Below are the entries. Transcribe exactly the lines from the one with "# put one pin on each instance of the beige" through the one with "# put one pin on each instance of the eyelid, response", ends included, and leave out all others.
======== Record excerpts ========
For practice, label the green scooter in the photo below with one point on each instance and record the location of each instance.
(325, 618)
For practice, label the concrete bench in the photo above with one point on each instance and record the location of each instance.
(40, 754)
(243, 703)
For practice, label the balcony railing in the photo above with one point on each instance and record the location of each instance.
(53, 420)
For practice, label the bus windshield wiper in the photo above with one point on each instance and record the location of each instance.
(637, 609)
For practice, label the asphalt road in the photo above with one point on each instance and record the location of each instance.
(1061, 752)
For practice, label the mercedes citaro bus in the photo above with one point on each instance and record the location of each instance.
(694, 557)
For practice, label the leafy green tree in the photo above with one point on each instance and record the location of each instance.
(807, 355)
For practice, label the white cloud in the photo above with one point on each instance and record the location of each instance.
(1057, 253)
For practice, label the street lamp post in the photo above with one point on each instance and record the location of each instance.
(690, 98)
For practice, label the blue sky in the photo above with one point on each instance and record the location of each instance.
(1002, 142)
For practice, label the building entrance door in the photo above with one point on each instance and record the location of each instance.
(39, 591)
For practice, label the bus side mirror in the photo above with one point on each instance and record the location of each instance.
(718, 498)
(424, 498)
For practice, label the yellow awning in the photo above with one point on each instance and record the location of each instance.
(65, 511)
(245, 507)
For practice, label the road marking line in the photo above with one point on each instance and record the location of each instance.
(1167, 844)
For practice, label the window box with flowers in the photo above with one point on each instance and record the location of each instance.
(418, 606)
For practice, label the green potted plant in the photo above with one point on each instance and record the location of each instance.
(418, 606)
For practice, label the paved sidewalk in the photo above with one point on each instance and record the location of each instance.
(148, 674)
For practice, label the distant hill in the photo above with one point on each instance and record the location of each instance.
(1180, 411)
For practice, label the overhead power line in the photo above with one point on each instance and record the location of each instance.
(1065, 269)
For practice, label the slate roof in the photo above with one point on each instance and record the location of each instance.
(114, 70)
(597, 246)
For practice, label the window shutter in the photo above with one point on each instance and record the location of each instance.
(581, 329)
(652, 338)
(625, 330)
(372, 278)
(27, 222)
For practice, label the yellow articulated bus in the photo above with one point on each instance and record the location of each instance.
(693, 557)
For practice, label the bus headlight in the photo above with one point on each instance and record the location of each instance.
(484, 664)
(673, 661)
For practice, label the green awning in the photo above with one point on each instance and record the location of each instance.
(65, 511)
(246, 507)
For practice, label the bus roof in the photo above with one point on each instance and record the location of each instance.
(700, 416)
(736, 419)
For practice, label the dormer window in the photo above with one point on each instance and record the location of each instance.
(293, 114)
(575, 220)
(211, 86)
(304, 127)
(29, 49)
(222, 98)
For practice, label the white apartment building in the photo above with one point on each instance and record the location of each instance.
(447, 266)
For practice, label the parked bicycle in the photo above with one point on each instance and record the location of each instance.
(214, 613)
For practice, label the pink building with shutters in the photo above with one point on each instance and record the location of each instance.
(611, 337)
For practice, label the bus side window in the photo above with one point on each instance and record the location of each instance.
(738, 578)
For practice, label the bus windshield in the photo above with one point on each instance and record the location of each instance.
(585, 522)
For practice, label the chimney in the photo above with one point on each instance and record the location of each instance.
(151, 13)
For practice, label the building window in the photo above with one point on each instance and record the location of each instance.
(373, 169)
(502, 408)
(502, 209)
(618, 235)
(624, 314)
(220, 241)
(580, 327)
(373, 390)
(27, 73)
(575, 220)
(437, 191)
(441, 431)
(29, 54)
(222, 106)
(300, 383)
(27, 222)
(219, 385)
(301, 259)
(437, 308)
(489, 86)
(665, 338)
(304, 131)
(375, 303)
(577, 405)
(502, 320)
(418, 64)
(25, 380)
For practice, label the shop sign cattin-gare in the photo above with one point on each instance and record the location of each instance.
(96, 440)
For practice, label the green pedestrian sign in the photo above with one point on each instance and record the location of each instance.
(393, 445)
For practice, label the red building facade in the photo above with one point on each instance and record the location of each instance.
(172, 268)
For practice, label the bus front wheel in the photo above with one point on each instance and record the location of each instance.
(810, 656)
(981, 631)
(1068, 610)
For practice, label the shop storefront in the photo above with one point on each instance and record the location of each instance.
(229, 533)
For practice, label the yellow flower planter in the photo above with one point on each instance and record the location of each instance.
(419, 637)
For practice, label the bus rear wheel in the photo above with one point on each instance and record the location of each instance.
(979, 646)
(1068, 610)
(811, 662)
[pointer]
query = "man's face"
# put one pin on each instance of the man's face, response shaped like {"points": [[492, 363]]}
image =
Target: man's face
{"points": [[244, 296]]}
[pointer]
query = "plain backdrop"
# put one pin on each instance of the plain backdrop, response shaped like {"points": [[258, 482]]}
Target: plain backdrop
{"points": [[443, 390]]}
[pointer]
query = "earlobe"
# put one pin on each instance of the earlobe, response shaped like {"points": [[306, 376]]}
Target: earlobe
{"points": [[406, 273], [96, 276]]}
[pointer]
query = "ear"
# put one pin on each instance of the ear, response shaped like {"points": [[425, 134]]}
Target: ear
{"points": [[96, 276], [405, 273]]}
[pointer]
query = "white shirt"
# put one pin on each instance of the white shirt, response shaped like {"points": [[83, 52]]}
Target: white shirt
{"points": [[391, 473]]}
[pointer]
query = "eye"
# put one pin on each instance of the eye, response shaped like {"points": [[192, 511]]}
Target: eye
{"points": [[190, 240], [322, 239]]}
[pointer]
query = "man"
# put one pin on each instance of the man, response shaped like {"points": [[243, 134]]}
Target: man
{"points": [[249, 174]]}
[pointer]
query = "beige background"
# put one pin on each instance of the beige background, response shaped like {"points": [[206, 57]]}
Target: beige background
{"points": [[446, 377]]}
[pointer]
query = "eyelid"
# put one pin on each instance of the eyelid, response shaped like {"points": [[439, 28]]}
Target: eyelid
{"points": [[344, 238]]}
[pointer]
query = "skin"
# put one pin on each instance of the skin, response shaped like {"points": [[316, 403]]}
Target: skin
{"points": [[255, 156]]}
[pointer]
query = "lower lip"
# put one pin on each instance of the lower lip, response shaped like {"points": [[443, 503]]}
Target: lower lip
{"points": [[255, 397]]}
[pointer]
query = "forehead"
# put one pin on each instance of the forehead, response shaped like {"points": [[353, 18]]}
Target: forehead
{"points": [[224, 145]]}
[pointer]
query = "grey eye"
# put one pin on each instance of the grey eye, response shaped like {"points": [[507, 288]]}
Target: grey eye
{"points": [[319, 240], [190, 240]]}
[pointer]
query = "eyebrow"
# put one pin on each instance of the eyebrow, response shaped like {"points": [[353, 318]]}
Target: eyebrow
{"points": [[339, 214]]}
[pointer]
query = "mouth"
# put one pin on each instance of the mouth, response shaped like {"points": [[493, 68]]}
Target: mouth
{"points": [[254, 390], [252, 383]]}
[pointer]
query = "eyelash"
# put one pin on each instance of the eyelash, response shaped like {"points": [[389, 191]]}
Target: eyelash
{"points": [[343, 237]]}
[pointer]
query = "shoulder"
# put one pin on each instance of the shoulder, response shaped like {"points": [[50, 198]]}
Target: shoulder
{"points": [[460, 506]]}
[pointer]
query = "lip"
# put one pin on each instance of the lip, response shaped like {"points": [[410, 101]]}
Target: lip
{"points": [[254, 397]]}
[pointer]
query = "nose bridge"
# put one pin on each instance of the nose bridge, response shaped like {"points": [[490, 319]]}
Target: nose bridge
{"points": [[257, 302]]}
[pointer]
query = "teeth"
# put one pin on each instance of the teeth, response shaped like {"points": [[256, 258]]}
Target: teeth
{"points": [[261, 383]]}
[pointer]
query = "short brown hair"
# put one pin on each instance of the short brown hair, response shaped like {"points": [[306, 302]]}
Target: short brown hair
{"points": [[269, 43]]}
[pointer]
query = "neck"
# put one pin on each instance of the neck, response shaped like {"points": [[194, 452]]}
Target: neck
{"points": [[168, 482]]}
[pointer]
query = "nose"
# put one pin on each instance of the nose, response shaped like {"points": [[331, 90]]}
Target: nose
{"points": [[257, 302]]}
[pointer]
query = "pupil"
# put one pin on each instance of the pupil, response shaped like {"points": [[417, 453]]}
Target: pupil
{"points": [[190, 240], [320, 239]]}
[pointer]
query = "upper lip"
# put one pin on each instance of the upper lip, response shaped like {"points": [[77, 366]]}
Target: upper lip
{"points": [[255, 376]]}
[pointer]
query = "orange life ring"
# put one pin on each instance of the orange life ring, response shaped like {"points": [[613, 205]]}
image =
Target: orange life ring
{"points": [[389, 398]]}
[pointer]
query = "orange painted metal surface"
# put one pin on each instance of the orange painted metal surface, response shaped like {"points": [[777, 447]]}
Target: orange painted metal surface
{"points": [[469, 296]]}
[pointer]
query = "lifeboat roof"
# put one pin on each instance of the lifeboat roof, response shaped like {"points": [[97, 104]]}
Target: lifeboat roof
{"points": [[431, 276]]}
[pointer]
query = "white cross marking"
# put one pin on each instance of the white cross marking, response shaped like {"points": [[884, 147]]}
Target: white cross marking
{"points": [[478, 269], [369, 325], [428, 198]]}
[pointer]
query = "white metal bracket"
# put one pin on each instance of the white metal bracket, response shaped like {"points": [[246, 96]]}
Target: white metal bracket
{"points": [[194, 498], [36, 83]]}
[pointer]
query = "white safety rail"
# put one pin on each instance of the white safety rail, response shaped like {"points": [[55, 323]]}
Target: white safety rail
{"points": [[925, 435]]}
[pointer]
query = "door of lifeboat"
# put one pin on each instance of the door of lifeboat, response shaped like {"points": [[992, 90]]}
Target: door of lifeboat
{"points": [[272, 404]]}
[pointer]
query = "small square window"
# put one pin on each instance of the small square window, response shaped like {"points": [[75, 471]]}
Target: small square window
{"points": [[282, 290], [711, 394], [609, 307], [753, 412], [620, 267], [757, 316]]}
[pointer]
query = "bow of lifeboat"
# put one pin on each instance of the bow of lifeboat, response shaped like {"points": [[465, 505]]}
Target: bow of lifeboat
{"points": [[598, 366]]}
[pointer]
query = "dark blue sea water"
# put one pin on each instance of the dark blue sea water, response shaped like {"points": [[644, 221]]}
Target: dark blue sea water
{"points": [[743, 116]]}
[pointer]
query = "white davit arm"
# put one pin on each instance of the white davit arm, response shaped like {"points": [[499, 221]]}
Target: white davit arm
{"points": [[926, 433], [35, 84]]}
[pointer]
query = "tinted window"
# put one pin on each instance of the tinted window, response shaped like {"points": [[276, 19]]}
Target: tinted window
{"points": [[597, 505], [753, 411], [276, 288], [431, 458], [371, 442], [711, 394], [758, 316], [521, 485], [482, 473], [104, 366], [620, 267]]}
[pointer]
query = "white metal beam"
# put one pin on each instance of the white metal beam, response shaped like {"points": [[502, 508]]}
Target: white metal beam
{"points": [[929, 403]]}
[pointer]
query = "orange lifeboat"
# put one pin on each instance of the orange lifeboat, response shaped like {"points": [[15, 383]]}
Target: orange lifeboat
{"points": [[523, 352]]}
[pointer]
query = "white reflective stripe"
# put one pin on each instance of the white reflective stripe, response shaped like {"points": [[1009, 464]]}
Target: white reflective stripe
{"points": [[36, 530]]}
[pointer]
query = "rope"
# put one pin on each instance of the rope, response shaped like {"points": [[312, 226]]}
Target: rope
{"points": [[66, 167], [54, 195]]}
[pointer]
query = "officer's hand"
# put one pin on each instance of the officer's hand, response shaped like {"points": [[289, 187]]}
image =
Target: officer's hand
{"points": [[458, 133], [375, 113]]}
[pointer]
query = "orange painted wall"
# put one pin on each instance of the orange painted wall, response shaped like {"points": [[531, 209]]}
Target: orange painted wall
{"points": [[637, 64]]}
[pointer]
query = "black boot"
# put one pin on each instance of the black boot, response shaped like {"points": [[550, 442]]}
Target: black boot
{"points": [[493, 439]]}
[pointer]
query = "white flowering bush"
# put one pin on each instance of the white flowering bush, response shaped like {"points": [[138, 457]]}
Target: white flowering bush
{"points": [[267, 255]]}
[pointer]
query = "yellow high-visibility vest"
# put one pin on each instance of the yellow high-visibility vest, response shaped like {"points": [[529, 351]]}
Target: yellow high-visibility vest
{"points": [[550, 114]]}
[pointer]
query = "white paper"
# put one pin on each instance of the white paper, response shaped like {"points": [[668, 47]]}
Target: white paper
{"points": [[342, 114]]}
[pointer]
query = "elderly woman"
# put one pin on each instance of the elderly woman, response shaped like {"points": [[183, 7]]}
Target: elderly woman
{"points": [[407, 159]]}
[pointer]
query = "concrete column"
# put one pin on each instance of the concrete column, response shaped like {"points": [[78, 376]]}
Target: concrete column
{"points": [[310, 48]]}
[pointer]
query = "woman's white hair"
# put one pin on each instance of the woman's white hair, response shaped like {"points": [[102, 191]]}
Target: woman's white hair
========
* [Output below]
# put one pin on each instance of the beige background, response shaped like {"points": [[206, 57]]}
Target: beige background
{"points": [[446, 377]]}
[pointer]
query = "eyelid"
# put one pin on each instance of the eyelid, response shaped like {"points": [[439, 28]]}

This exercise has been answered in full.